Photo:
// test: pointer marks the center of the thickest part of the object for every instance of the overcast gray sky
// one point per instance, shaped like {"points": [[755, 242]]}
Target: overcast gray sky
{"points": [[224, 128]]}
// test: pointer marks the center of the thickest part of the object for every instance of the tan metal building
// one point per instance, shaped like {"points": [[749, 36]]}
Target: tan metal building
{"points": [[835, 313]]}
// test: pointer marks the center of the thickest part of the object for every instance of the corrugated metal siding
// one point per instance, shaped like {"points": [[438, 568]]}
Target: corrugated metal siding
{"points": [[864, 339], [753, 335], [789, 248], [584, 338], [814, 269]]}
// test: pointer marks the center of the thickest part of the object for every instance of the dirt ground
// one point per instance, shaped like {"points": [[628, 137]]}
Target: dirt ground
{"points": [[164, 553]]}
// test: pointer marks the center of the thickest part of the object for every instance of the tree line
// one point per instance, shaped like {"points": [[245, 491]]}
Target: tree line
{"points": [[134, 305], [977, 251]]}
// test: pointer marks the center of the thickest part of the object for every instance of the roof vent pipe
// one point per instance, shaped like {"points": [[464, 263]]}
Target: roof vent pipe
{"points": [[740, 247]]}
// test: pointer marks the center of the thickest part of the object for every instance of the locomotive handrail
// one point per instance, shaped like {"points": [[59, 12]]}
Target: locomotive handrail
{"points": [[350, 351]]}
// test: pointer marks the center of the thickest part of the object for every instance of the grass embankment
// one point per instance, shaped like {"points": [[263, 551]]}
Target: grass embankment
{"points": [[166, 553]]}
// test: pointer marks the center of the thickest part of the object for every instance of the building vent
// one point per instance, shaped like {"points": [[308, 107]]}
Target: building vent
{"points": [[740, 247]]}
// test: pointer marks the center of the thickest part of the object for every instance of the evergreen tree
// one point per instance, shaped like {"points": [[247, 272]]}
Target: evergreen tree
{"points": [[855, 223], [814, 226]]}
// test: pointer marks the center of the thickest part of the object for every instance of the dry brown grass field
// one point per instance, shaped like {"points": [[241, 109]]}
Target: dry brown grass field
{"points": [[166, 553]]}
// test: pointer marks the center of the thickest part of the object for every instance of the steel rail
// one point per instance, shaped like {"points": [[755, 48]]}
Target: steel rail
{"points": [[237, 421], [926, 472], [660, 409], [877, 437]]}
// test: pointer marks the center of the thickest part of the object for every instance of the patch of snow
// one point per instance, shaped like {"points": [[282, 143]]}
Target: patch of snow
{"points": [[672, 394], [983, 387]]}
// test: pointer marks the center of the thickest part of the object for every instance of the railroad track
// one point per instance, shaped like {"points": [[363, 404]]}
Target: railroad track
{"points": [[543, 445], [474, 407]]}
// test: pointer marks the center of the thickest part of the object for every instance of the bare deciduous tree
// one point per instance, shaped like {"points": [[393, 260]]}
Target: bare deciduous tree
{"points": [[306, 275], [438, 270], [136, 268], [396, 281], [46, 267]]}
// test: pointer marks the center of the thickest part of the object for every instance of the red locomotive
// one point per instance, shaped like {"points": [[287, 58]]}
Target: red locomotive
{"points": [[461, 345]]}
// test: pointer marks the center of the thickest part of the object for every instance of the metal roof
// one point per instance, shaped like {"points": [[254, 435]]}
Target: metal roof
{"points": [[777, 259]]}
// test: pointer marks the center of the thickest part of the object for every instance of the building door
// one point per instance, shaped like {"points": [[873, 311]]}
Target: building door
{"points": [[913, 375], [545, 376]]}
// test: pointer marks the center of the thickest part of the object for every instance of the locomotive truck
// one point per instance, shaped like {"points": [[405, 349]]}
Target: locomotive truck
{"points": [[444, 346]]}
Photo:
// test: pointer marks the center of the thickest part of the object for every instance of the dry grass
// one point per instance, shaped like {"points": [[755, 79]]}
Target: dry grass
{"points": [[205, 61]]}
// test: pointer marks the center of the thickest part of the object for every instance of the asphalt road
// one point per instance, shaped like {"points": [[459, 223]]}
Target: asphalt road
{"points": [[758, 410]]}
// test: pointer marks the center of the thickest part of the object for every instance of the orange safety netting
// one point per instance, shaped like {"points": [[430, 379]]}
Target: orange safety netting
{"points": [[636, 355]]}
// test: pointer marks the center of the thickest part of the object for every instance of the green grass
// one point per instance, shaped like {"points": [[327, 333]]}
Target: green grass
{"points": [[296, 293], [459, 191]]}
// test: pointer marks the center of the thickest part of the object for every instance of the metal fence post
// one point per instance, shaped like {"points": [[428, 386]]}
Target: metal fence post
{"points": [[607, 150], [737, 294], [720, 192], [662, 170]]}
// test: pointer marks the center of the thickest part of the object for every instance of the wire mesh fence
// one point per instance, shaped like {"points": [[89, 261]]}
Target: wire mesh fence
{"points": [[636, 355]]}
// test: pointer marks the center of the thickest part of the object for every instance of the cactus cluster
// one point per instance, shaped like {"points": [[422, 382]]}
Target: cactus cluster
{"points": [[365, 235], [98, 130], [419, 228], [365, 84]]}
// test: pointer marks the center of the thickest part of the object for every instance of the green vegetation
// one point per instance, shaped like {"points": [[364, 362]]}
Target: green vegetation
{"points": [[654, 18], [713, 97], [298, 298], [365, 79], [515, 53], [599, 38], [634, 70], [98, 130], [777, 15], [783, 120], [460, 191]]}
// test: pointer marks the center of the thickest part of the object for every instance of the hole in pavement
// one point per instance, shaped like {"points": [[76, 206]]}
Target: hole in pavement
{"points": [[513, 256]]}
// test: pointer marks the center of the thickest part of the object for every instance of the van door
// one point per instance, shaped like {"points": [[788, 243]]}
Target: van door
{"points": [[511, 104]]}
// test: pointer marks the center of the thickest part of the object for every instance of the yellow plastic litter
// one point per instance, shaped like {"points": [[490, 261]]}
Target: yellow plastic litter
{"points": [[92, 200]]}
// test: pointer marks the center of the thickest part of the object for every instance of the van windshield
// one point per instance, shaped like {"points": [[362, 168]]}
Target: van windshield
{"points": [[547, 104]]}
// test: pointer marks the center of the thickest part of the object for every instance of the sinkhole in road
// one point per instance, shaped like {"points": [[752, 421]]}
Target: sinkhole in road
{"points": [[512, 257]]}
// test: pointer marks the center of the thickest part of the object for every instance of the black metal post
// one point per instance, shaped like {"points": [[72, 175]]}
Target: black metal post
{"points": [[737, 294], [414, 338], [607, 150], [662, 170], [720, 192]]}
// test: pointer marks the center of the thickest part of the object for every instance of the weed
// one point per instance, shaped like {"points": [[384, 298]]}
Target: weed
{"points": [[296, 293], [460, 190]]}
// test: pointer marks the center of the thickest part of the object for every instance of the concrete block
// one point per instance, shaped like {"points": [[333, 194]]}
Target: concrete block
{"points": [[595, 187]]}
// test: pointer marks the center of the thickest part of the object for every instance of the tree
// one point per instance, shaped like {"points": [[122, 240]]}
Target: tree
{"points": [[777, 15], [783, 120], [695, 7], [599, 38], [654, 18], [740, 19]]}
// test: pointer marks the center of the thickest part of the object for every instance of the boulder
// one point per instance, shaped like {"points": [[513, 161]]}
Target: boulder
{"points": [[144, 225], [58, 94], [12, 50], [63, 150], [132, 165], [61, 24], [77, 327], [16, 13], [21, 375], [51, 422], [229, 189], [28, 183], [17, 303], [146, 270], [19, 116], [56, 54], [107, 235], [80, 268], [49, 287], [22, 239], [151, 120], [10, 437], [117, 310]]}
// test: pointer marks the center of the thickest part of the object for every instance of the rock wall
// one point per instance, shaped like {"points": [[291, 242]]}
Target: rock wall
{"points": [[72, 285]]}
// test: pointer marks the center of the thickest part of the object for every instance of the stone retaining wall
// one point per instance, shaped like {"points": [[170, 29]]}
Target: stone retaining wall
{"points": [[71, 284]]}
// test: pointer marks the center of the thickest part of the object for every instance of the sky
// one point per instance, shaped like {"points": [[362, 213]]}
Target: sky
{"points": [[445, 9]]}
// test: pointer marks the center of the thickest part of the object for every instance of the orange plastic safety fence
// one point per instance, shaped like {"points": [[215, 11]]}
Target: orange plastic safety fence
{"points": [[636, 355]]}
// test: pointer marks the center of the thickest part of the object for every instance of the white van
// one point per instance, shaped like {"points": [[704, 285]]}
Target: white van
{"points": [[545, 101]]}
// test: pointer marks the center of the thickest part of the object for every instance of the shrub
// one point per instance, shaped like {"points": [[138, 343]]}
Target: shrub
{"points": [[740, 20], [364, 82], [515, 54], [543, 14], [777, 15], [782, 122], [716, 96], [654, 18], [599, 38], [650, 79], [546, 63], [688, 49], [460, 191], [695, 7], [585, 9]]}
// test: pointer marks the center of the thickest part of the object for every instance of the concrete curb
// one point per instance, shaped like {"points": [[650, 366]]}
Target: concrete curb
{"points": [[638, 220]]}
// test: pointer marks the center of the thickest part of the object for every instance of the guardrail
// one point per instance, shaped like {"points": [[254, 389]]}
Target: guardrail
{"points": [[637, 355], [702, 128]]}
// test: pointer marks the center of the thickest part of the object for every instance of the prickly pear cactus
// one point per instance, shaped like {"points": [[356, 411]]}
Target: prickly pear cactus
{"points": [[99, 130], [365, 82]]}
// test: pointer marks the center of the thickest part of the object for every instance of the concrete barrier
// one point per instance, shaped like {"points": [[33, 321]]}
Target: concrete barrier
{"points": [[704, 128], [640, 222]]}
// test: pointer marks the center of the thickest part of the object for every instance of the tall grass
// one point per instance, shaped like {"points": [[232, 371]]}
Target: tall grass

# # #

- [Task description]:
Copy out everything from the line containing "the tall grass" down to the end of the records, keeping each line exactly as it appears.

- [Written answer]:
// test: pointer marks the center of the thickest part of the object for every instance of the tall grass
// one point per instance, shaped like {"points": [[232, 371]]}
Target: tall grass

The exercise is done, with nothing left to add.